— START OF Page text —

D: Ryan Piers Williams / 83m

Cast: America Ferrera, Ryan Piers Williams, Melonie Diaz, Jon Paul Phillips, Amber Tamblyn, Dree Hemingway, David Harbour, Common, Adam Rapp, Maria Dizzia, Danny Deferrari, Sue Jean Kim

Mark (Williams) and Silvia (Ferrera) are unhappy with their relationship, with both of them feeling unappreciated, and with both of them failing to communicate with each other. These issues come to a head when Silvia reveals she’s slept with someone else called Jason (Common). Mark takes some of his stuff and moves in with his friend Jake (Phillips). While he tries to work out what to do next, he also tries to get a movie script he’s written off the ground via his agent, Todd (Harbour).

Elsewhere that morning, one of Silvia’s friends, Jen (Diaz) is waking up in the bed of a stranger she met the night before. She leaves before he wakes up, but leaves a bag behind so she has an excuse to see him again. At a coffee shop she leaves her number for the guy behind the counter, Phil (Deferrer). She meets Silvia and they talk about Mark leaving, but when Jen tells Silvia she “fucked up”, Silvia gets defensive and deliberately upsets Jen to the point where Jen tells her to go. Later, Jen goes back to retrieve her bag only to find the man she met is married.

Mark’s friend, Jake, meanwhile, is trying his best to get over the break up of a five year relationship. He has meaningless sex with a woman in the club where he DJ’s, but can’t connect with a woman, Claudia (Hemingway), he meets at a photo shoot and who is clearly attracted to him. He spies on his ex-girlfriend and uses his emotions to fuel the artwork he paints. Silvia’s separation from Mark means more time to have sex with Jason but her work begins to suffer as a result, and she begins to realise that she and Mark splitting up hasn’t been for the best after all.

— END OF Page text —
— START OF Dataset records —

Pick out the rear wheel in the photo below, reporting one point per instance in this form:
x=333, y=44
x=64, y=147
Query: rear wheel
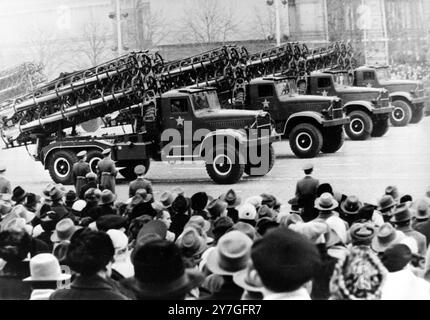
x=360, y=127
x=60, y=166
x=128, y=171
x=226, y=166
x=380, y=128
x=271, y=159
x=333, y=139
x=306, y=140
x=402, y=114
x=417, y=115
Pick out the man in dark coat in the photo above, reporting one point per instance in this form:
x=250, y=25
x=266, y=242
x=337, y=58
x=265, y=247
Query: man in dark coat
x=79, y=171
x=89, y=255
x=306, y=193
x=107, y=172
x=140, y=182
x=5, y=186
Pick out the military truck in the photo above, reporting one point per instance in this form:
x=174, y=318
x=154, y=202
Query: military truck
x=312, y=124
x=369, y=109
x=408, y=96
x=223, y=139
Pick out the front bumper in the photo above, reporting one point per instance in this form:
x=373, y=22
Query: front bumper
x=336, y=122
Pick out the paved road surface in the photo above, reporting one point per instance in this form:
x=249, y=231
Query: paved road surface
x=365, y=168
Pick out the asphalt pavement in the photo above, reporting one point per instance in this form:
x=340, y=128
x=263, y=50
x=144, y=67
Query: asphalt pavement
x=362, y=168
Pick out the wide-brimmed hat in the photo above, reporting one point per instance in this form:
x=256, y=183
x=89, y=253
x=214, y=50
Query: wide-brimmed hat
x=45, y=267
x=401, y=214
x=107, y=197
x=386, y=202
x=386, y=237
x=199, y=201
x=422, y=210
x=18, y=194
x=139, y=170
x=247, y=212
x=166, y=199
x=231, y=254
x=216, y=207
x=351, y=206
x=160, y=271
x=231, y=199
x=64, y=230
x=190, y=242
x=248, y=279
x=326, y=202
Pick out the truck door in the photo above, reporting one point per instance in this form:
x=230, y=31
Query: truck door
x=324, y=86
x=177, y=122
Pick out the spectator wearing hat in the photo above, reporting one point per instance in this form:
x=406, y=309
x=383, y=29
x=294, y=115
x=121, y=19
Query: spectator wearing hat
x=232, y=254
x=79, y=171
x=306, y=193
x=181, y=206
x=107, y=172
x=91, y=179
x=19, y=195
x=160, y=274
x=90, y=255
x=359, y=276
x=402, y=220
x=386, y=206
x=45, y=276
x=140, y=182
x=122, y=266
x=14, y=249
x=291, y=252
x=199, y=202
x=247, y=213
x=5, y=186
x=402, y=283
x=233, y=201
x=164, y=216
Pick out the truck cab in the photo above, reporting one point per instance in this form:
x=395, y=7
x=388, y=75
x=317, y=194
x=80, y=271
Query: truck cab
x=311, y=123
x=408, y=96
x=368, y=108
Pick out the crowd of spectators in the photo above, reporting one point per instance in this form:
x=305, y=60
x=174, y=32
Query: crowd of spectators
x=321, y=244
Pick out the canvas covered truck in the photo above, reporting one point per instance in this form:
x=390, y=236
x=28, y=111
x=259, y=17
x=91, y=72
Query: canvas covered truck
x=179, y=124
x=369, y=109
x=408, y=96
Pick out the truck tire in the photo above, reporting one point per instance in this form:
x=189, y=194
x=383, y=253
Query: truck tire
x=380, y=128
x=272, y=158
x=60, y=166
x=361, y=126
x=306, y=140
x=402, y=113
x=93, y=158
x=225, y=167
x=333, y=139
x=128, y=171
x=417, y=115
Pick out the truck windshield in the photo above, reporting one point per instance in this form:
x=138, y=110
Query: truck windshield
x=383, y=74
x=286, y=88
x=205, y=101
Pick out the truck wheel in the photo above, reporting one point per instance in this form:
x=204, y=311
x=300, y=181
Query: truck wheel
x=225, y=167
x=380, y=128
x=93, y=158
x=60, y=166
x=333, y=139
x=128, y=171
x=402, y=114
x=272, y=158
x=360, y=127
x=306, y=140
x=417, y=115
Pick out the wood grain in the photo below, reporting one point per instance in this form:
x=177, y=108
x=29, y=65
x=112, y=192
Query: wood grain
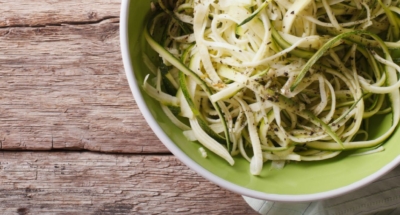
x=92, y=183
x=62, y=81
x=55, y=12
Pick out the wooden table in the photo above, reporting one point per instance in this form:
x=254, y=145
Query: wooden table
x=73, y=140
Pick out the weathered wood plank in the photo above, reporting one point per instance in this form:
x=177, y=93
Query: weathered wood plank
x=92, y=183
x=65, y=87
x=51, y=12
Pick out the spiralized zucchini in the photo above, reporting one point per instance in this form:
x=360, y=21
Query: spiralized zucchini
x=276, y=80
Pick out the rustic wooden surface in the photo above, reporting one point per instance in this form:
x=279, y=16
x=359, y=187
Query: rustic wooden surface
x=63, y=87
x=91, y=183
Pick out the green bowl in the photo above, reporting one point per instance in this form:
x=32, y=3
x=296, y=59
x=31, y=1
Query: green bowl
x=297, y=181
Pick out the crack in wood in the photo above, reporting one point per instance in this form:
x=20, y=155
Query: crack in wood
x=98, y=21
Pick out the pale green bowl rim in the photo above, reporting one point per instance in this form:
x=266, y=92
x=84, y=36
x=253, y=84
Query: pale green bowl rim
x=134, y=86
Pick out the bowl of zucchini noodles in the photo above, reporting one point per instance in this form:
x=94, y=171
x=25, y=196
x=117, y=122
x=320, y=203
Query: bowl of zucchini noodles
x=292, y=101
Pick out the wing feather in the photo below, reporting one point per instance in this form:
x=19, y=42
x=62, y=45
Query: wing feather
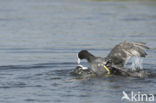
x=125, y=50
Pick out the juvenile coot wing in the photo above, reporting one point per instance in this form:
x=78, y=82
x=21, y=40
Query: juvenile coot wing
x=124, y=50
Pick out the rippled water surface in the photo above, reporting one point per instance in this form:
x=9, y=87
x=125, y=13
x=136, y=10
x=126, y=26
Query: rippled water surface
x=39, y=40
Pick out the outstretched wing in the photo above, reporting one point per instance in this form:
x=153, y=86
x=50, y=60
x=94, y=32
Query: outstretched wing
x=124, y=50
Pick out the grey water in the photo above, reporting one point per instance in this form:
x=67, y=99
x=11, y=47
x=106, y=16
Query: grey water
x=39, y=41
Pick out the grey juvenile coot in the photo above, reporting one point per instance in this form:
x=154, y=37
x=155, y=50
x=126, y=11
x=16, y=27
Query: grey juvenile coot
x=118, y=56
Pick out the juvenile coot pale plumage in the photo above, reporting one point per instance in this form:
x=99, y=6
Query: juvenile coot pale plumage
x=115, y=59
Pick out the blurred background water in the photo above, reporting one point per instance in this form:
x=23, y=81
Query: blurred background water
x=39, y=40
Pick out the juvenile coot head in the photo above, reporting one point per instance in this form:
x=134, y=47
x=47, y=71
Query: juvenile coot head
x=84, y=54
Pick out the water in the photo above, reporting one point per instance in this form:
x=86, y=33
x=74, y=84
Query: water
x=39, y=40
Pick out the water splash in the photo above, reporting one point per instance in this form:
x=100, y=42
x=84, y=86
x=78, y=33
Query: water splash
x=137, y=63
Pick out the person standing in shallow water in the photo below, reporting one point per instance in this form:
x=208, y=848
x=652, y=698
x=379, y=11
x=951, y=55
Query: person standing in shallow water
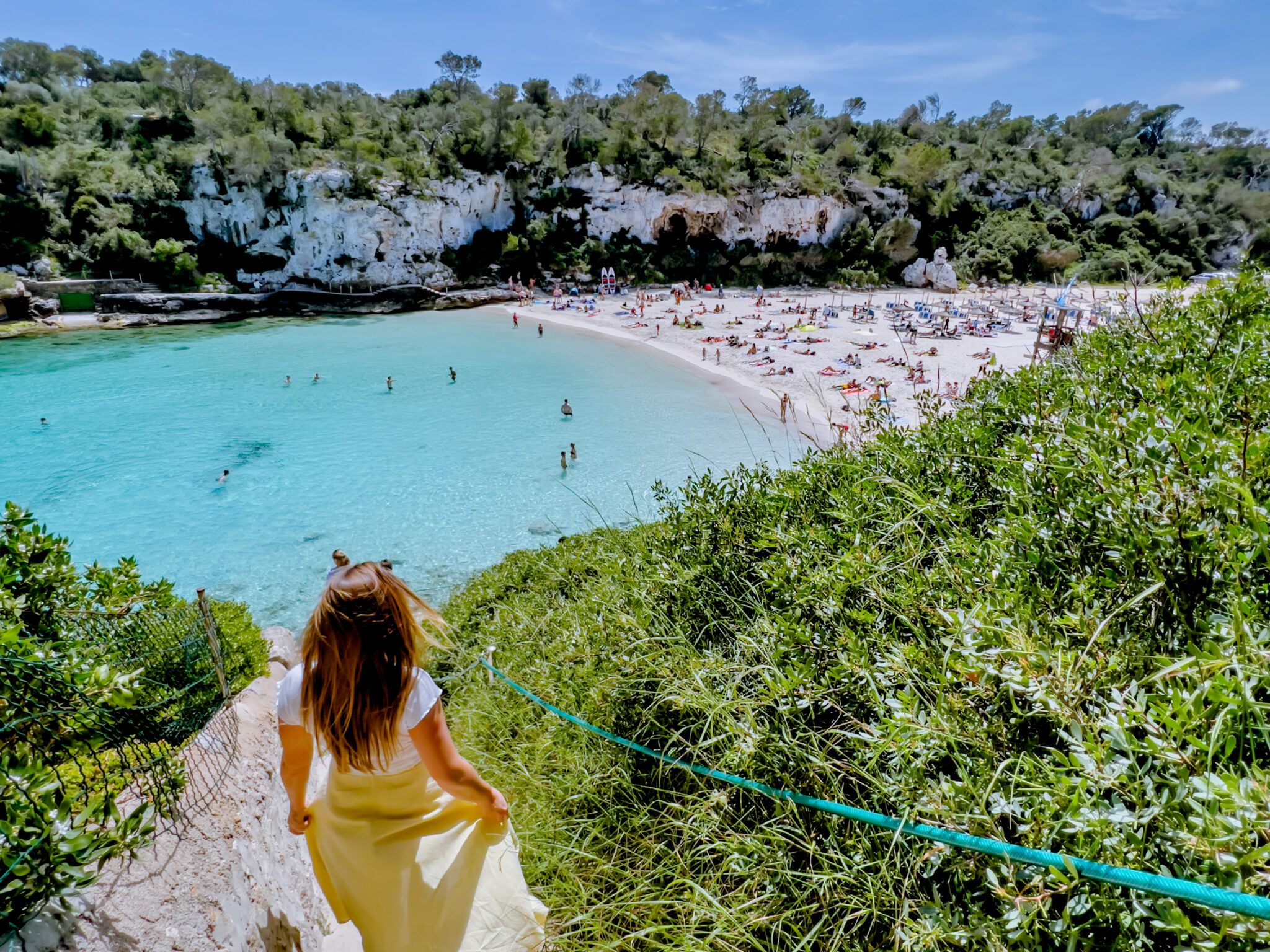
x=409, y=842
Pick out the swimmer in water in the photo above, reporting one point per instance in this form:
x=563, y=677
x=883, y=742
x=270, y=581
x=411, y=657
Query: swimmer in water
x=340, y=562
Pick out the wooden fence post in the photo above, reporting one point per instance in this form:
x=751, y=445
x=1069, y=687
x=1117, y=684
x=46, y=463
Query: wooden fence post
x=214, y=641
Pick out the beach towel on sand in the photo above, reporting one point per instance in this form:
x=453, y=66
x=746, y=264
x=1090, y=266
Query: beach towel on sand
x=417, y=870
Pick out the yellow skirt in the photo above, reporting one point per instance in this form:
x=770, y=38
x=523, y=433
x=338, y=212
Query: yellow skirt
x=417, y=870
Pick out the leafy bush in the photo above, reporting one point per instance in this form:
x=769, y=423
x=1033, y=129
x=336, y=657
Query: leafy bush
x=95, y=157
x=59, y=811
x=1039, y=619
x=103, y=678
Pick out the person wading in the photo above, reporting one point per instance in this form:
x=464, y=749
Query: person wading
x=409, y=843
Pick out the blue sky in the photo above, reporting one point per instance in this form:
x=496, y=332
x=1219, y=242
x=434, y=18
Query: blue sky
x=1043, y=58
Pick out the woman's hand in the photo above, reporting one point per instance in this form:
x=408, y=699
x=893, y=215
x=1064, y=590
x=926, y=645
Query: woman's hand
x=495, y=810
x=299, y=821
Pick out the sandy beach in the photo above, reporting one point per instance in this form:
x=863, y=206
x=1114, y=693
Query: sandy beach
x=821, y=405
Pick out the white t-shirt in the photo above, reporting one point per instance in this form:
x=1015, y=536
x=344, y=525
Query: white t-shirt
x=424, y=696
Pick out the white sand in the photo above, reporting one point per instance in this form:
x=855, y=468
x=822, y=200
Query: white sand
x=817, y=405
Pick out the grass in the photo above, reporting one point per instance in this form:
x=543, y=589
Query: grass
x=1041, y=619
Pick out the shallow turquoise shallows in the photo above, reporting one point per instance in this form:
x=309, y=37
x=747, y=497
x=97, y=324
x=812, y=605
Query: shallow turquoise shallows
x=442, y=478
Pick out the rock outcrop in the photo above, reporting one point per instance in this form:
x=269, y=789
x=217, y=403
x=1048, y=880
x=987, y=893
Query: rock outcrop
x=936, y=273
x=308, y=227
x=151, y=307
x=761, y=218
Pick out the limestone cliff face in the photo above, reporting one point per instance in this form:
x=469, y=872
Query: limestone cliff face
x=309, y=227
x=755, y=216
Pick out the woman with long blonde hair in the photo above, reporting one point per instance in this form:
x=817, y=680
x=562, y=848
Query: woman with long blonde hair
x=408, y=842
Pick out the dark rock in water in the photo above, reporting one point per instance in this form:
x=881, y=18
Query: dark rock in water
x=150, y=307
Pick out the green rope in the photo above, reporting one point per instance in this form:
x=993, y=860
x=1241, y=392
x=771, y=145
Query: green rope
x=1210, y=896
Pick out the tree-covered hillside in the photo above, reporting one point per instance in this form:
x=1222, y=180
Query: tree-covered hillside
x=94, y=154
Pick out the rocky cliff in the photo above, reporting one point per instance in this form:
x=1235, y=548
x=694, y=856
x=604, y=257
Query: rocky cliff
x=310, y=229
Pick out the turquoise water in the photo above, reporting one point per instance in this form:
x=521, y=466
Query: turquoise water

— END OF Dataset records —

- Stated exercise -
Please answer these questions using the film summary above:
1. Who is the agent helping Mark get his movie script off the ground?
2. What does Jen leave behind at the stranger's place?
3. How long did the relationship Jake is trying to get over last?

- Final result -
1. Todd
2. A bag
3. Five years